++++ Supplied records ++++
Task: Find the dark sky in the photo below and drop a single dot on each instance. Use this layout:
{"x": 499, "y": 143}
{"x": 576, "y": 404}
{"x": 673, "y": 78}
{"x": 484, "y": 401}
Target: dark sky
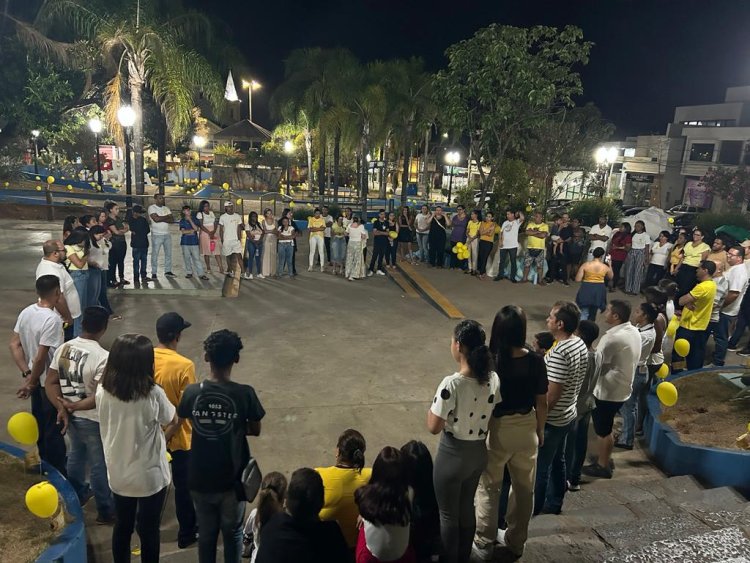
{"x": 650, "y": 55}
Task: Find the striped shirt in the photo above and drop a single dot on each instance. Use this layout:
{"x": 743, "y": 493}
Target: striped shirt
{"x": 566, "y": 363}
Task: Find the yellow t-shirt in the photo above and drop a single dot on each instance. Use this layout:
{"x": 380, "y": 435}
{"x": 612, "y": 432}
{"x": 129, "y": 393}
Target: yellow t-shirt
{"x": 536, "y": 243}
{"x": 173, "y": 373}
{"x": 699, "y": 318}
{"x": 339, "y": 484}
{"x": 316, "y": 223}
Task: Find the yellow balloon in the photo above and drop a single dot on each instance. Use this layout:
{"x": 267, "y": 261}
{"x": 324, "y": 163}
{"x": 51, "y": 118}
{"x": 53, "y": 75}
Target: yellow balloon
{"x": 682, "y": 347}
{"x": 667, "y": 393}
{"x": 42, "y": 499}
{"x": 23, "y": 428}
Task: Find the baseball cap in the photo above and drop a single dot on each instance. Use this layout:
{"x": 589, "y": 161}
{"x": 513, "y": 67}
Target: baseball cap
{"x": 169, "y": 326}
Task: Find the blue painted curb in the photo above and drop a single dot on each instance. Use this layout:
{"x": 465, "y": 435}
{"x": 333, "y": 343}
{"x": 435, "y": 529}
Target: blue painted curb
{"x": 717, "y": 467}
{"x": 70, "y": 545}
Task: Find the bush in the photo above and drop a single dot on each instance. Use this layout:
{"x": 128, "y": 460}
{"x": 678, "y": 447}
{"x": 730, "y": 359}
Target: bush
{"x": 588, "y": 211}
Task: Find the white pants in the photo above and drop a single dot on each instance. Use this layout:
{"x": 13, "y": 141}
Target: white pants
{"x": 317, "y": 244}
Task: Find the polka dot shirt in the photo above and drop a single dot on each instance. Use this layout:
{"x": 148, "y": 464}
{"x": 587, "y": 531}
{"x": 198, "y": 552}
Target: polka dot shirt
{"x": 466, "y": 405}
++++
Exercise objective
Retype the entries above exactly. Stop after the line containing "Task: Find the yellow balloon", and omit the pictures.

Answer to this exercise
Task: Find the dark sky in the photo below and drop a single dot on each instance. Use this layout:
{"x": 499, "y": 143}
{"x": 576, "y": 404}
{"x": 673, "y": 78}
{"x": 484, "y": 401}
Target: dark sky
{"x": 650, "y": 55}
Task: Find the striped shirt in the photo above and drop a single dot on each instance. Use this layout:
{"x": 743, "y": 493}
Target: striped shirt
{"x": 566, "y": 363}
Task: Find the yellow t-shirt in the photo above and drop a single dot on each instance. Use this layout:
{"x": 380, "y": 435}
{"x": 612, "y": 432}
{"x": 129, "y": 393}
Target: yellow t-shirt
{"x": 536, "y": 243}
{"x": 173, "y": 373}
{"x": 699, "y": 318}
{"x": 339, "y": 484}
{"x": 316, "y": 223}
Task: Find the yellow balloon in the photo above and drop a single dot on each instance. Use this layout:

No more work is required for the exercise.